__CHALLENGE__
Please gather every line in the records below that contains the word "jeans", and copy each of those lines in full. Matching is case-sensitive.

__ROWS__
▶
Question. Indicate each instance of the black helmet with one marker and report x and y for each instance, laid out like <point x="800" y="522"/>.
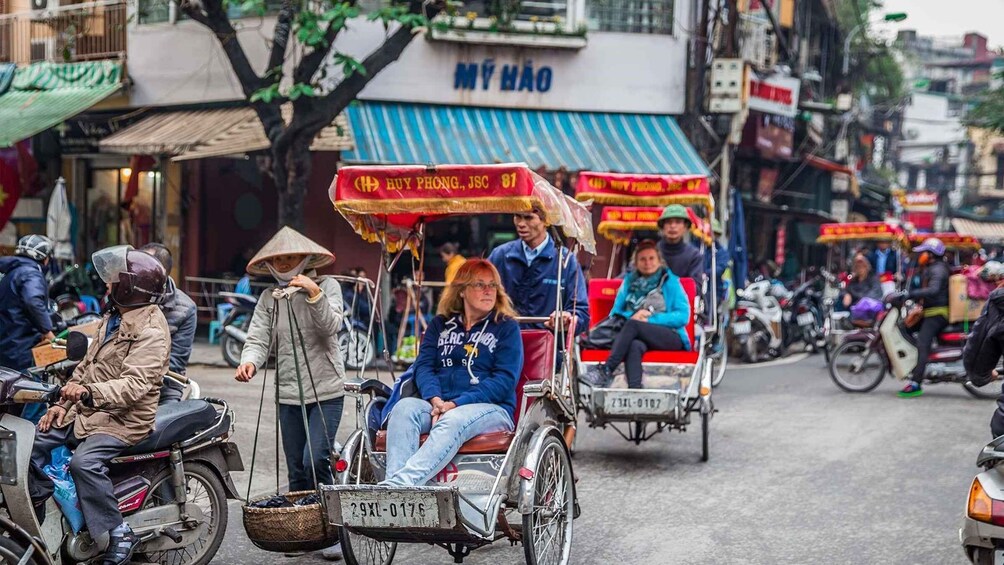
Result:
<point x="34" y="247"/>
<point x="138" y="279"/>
◀
▶
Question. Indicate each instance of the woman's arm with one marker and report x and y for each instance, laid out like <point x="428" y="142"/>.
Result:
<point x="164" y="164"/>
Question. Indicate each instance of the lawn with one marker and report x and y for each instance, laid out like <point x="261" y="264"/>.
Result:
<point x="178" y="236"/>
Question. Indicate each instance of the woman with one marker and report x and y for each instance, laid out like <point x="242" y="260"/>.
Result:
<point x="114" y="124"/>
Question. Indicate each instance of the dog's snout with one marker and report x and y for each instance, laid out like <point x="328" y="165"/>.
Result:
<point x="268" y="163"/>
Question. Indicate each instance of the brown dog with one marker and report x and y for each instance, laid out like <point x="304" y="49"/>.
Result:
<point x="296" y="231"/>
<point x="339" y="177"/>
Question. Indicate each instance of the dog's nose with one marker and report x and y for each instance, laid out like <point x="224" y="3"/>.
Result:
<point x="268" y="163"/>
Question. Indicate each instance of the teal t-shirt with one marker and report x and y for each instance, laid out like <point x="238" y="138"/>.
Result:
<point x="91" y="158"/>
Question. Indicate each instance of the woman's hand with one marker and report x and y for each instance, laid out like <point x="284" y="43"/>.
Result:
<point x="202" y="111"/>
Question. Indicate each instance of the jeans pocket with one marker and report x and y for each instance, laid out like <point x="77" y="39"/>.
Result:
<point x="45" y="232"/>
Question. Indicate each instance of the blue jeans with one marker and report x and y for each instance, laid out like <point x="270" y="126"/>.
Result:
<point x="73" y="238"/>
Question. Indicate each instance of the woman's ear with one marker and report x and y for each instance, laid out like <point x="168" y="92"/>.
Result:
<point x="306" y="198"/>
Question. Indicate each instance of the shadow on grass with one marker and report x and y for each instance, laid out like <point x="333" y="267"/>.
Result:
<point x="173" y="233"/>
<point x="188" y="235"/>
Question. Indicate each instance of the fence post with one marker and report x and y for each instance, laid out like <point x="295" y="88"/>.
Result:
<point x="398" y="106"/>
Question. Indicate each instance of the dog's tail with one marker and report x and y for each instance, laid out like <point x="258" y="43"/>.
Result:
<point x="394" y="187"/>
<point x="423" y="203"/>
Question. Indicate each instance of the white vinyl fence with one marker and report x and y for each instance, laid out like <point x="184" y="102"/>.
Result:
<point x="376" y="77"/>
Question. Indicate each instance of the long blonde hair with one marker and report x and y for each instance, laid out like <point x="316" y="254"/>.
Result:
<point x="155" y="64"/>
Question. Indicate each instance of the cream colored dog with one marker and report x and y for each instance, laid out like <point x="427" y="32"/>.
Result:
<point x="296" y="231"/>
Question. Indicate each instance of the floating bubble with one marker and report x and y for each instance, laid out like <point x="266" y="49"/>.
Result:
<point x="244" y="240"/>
◀
▶
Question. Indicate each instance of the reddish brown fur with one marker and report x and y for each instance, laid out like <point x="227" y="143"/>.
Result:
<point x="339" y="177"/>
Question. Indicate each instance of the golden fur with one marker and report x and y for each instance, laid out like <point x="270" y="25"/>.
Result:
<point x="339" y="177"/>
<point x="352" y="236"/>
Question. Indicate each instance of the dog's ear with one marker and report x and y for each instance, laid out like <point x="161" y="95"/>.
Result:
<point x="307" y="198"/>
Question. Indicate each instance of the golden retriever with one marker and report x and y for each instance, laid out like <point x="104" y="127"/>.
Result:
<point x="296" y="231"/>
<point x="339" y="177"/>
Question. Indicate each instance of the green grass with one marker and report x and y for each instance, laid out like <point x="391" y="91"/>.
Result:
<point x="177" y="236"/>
◀
__TASK ANSWER__
Question. Indicate each instance of the jeans pocket with one marker and report x and y for each instance, laid out like <point x="77" y="39"/>.
Question. Indicate each instance of the blue jeans with one marker and report x and y for each instance, laid out like <point x="270" y="126"/>.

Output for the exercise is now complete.